___ READING TEXT ___

So Patti Smith described her music on the 1975 release of Horses, her celebrated debut album; and so she has continued to blend the spoken and sung arts in incantatory fashion with her latest work, Gone Again. Impossible to categorize, moving easily between the literary and musical worlds, always unpredictable and impassioned, she is an idiosyncratically unique performer who has always remained true to her artistic vision.

Born in Chicago and raised in Woodbury, New Jersey, just across the state line from Philadelphia, Patti's mother, Beverly, was a jazz singer cum waitress. Her father, Grant, worked at the Honeywell plant; she was the oldest of four siblings: her sisters Linda and Kimberly (the latter plays mandolin on Gone Again's "Ravens,"), and brother Todd. Unable to find her place in high school society, she took refuge in the images of Rimbaud, Bob Dylan, James Brown, and the Rolling Stones. Dropping out of Glassboro State Teacher's College, she headed for the bright -lights-big-city of New York.

When she arrived in town, she met an art student named Robert Mapplethorpe and they moved in together. Patti found a job as a bookstore clerk at the Strand and Scribner's. In 1969, she traveled to Paris with her sister Linda, working on the street as a performance artist, and making her first forays into the visual arts. Returning to New York as the seventies got underway, she rebounded between the back room at Max's Kansas City and the Hotel Chelsea. Encouraged by such as Dylan cohort Bobby Neuwirth and blues virtuoso Johnny Winter, Patti made a name for herself in underground theatre (starring in such plays as Jackie Curtis' Vain Victory at the Cafe La Mama), and collaborating with the playwright Sam Shepherd, with whom she co-authored Cowboy Mouth. She was also writing poetry.

On February 10, 1971, she opened for Gerard Malanga at a Poetry Project weekly reading at St. Mark's Church on the Lower East Side. She was joined for three songs by Lenny Kaye, a rock writer and record store clerk whom she had met through an article he'd written for Jazz and Pop magazine about "Accapella" music, the unaccompanied doo-wop of the Philly-New York corridor. Discovering they liked the same type of obscure records, and knowing that he played guitar, she added his rhythmic chording to her chant-sung poetry, though there was little sense of where it might be heading.

Patti continued performing as a poet/actress over the next two years, opening for the New York Dolls at the Mercer Arts Center, writing songs for The Blue Oyster Cult, "reviewing" records for Creem and Rock magazines, and publishing her first volumes of poetry, Seventh Heaven and Witt. In November of 1973, she and Kaye reunited for a "Rock 'n' Rimbaud" performance at Le Jardin off New York's Times Square, and the seeds for a band were sown. They were accompanied by a succession of piano players, culminating in the arrival of Richard "DNV" Sohl in the Spring of 1974. As a trio, they began to play more regularly, a curious blend centered on Patti's improvised wordplay, between free rock and free jazz, original songs mingling with strange cover versions that were used as counterpoint and segue.

___

**PROBLEMS AND TASKS**
a – In the Patti Smith biography, who joined her for three songs at the February 10, 1971 Poetry Project reading at St. Mark's Church?
b – According to the Patti Smith biography, whose images did she take refuge in when she could not find her place in high school society? Name all of them.

___ ROWS ___

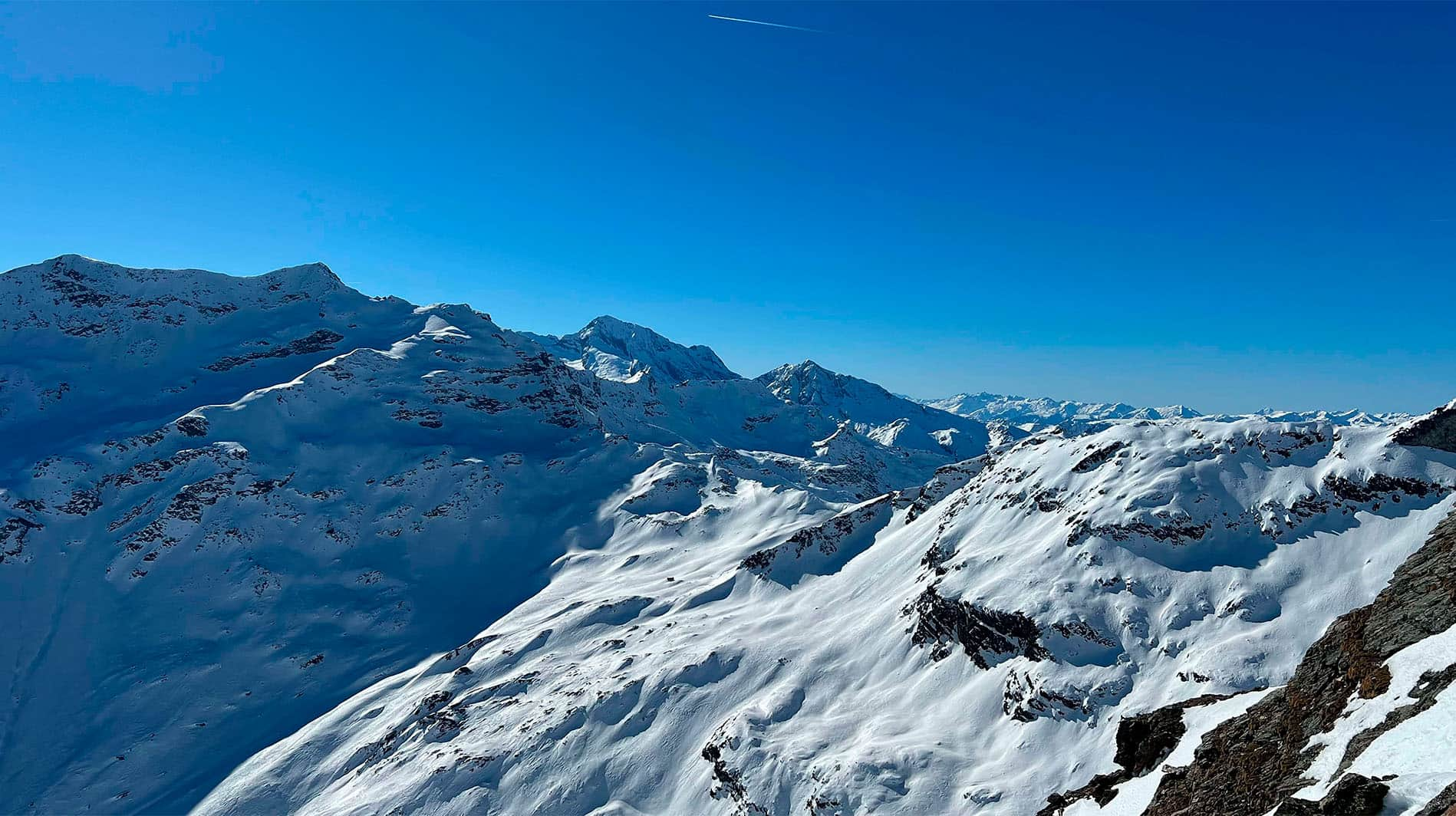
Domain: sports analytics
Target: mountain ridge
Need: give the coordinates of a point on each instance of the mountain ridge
(426, 563)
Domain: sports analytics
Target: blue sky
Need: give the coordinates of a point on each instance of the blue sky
(1225, 206)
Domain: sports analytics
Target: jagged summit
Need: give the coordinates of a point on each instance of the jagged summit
(268, 546)
(874, 410)
(1046, 410)
(616, 350)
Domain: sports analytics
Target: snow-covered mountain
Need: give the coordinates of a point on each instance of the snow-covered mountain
(1044, 410)
(875, 412)
(437, 566)
(614, 350)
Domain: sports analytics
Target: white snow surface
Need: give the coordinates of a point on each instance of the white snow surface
(433, 566)
(616, 350)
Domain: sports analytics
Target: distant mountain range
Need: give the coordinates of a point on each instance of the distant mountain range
(274, 546)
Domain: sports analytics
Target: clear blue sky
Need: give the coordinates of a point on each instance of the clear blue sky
(1230, 206)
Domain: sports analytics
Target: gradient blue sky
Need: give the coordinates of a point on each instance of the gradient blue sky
(1227, 206)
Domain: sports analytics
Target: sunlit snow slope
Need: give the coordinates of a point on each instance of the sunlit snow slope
(268, 545)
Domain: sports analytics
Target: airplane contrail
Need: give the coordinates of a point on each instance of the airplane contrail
(763, 24)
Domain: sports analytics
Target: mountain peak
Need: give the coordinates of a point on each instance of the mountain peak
(616, 350)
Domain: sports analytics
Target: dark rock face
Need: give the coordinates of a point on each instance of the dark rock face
(980, 632)
(1257, 761)
(1143, 741)
(1443, 804)
(1436, 431)
(321, 341)
(1352, 796)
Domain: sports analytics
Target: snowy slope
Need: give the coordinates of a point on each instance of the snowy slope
(91, 350)
(338, 517)
(976, 652)
(875, 412)
(1044, 410)
(423, 563)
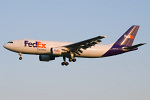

___

**RESULTS FOR THE EXERCISE**
a – Lenny Kaye, a rock writer and record store clerk.

b – Rimbaud, Bob Dylan, James Brown, and the Rolling Stones.